[Dataset items]
____________________

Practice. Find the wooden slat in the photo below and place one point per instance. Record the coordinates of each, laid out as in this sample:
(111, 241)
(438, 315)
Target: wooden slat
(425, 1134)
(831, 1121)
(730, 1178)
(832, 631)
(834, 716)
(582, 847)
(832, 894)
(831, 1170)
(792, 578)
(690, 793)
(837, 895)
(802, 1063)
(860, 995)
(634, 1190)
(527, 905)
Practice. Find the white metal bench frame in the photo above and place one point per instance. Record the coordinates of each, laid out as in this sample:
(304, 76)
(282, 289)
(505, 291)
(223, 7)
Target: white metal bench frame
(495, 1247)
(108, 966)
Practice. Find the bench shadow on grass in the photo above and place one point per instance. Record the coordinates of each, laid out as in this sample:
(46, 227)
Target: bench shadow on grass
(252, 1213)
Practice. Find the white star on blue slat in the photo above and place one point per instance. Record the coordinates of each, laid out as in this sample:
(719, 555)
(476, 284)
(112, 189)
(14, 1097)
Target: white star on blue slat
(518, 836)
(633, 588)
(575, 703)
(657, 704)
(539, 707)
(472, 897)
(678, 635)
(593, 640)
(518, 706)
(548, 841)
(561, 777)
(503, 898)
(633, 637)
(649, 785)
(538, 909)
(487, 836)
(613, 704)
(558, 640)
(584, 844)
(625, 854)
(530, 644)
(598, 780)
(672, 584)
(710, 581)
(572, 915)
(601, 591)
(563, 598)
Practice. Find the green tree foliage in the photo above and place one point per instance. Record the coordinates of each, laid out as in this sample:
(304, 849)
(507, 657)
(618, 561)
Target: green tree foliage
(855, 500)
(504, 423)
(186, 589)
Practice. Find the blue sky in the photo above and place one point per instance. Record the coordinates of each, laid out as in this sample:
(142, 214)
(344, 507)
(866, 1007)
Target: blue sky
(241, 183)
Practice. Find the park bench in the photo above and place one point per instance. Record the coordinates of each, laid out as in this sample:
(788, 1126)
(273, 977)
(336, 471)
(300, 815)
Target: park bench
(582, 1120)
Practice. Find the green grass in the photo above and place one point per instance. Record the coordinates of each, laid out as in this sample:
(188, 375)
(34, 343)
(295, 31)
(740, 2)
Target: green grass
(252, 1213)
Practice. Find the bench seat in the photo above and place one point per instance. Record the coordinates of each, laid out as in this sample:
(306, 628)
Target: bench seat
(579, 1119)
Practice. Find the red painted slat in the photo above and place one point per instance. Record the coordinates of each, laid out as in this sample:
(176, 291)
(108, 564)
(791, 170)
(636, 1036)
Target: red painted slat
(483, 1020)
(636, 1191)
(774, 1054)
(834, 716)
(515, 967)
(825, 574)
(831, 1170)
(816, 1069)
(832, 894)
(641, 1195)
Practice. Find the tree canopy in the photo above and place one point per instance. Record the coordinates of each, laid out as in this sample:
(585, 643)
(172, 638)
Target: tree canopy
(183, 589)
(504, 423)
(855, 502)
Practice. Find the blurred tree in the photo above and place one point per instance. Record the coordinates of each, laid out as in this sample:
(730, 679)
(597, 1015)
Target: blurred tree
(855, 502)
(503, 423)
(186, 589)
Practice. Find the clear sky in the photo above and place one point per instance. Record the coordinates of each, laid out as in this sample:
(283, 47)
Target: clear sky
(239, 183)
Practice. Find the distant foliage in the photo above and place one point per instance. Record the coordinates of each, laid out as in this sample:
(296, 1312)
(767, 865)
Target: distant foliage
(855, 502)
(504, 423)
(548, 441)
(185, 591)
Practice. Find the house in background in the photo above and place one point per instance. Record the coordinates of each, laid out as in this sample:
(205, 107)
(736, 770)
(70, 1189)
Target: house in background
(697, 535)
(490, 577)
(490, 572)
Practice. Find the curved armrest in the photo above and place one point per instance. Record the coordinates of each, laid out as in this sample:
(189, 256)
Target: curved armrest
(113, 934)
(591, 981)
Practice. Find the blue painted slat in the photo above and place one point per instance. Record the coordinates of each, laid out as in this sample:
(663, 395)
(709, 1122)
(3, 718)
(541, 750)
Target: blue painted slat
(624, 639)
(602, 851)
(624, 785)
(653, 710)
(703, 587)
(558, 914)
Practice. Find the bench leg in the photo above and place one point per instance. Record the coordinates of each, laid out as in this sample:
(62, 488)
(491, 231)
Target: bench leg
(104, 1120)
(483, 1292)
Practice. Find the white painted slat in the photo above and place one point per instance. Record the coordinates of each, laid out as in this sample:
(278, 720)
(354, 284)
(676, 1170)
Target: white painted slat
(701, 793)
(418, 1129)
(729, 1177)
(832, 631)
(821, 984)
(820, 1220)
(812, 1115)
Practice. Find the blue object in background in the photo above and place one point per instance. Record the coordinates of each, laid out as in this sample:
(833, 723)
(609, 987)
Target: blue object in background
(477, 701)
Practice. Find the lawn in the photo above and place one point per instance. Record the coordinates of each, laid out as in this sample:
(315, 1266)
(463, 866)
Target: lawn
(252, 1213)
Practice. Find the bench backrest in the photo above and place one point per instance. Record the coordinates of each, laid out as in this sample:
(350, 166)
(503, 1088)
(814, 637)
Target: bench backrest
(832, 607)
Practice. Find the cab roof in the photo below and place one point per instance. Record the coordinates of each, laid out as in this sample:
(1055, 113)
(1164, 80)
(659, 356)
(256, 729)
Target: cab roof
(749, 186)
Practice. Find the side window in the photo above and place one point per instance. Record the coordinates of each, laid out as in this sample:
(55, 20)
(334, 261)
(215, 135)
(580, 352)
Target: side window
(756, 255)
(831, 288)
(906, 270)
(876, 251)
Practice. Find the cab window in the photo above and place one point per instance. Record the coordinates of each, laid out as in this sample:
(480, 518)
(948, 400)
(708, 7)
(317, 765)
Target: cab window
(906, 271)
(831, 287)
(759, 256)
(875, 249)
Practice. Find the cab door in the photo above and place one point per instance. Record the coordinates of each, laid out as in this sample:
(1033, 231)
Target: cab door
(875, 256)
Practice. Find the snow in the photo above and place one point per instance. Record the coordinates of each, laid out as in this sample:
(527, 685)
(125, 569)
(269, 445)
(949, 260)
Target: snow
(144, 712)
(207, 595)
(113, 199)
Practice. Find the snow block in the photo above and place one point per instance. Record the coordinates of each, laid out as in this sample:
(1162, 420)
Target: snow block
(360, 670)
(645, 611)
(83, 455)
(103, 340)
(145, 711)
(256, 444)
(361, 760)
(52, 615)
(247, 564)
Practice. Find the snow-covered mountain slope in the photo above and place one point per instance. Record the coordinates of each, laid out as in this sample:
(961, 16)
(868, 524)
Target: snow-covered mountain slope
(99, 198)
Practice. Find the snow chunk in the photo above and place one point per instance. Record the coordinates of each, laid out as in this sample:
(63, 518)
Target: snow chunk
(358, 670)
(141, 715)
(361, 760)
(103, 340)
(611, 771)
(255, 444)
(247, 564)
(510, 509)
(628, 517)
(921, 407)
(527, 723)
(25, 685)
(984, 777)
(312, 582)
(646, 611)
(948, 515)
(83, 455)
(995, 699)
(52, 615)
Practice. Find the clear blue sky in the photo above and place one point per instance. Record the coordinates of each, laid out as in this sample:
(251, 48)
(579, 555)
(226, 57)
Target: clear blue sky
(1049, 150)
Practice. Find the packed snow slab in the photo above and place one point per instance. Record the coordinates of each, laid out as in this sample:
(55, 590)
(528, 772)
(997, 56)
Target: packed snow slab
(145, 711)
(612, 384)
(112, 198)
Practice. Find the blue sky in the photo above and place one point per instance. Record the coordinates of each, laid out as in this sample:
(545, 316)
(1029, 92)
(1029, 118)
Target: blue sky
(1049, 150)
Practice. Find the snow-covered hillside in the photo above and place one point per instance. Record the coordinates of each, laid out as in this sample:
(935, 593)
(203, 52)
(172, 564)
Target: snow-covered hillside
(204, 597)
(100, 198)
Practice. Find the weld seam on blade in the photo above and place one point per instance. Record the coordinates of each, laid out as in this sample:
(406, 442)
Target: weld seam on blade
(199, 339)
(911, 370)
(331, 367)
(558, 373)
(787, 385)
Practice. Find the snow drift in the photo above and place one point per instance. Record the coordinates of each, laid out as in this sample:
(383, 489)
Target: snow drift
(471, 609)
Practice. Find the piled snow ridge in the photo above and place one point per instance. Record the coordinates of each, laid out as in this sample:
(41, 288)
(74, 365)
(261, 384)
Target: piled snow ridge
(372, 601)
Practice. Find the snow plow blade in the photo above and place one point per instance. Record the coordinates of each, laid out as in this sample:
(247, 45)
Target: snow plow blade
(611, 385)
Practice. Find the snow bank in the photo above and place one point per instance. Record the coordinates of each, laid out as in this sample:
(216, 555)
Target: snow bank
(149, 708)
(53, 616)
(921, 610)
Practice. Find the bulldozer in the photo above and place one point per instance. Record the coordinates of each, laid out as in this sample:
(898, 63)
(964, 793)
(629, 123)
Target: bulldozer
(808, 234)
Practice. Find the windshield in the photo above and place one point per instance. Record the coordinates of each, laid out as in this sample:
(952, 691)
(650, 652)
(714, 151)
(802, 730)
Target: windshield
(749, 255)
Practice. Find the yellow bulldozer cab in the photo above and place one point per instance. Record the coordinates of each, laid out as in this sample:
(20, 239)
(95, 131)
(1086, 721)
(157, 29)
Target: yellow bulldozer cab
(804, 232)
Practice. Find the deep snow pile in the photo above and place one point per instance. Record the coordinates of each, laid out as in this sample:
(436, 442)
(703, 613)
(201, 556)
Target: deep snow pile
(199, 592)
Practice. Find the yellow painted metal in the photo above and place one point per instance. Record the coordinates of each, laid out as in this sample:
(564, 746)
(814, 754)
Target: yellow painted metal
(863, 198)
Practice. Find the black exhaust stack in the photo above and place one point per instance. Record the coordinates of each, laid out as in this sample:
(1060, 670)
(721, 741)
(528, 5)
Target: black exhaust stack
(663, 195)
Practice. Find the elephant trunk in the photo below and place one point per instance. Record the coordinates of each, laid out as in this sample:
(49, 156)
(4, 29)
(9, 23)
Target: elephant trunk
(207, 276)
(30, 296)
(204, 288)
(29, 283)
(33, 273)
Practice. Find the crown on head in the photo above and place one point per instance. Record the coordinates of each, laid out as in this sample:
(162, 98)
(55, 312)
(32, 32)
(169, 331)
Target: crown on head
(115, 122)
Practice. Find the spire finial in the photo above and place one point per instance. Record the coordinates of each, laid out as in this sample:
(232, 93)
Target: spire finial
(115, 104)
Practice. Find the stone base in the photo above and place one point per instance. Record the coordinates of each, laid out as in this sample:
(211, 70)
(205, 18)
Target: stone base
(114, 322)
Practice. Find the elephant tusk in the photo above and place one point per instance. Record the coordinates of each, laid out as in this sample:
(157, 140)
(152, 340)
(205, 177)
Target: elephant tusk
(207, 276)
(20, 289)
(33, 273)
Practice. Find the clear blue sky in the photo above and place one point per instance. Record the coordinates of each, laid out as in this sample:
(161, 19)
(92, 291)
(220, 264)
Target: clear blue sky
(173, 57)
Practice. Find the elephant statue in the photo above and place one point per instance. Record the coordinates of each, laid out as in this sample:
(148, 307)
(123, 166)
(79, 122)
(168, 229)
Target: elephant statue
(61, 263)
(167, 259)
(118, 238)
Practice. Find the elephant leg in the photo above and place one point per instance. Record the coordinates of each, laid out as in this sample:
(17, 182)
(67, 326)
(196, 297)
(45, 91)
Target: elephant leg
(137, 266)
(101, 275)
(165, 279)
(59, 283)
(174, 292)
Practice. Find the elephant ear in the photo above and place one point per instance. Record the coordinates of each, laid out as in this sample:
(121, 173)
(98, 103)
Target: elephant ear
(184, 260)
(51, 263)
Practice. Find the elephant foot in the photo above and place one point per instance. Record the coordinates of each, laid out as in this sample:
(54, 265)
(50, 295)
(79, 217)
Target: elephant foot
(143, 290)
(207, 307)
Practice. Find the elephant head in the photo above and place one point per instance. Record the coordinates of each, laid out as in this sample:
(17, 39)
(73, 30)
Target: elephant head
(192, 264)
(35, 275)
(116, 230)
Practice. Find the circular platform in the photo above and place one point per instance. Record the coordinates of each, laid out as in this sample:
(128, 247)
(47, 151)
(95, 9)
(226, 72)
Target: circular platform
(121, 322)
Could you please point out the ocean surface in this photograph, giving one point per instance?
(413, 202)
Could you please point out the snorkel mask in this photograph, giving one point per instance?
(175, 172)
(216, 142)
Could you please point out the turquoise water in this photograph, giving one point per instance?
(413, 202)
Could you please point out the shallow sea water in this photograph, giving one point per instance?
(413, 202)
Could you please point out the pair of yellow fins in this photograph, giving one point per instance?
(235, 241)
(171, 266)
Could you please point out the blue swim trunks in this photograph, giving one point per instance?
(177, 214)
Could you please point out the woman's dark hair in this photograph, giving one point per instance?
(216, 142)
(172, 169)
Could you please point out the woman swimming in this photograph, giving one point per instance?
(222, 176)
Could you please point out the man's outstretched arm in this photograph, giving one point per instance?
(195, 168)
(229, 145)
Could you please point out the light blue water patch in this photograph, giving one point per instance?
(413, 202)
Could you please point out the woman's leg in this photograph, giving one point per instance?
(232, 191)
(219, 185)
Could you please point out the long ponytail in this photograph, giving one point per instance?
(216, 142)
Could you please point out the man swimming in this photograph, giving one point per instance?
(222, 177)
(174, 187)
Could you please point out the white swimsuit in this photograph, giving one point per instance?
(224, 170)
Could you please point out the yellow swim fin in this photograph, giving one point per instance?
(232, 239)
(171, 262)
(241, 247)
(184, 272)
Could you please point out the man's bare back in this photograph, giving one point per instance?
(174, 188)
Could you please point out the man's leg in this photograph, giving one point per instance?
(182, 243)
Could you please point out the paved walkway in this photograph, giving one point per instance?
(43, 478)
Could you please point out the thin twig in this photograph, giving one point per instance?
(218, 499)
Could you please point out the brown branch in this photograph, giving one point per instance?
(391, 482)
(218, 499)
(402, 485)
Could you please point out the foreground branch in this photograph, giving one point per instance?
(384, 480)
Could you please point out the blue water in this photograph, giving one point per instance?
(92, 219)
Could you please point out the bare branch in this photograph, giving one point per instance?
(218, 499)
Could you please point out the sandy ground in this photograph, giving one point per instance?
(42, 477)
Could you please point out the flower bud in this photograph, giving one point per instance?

____________________

● INSTRUCTIONS FOR THE TASK
Can you quote exactly the lines from the one containing "Could you please point out the yellow" through the last line of the records above, and nothing else?

● EXERCISE ANSWER
Could you please point out the yellow swim fin in this photograph, giving one point per instance?
(232, 239)
(171, 262)
(241, 247)
(184, 272)
Could you please point out the man's bare back in this photograph, giving one point per instance?
(174, 188)
Could you please point out the man's leg in this photograph, giving one point per instance?
(182, 243)
Could you please point out the paved walkway in this photograph, giving one point per instance?
(43, 478)
Could you please point out the thin twig in this photograph, giving one point per instance?
(218, 499)
Could you please point out the brown branch in this photograph, giving one point per instance?
(391, 482)
(218, 499)
(402, 485)
Could you please point out the foreground branch in this photograph, giving one point per instance?
(384, 480)
Could you please point out the blue water in this photograph, giving one point per instance?
(92, 219)
Could you please point out the bare branch in this photograph, giving one point per instance?
(218, 499)
Could you please point out the sandy ground in this photograph, giving one point per instance?
(42, 477)
Could you please point out the flower bud in this photograph, giving one point per instance?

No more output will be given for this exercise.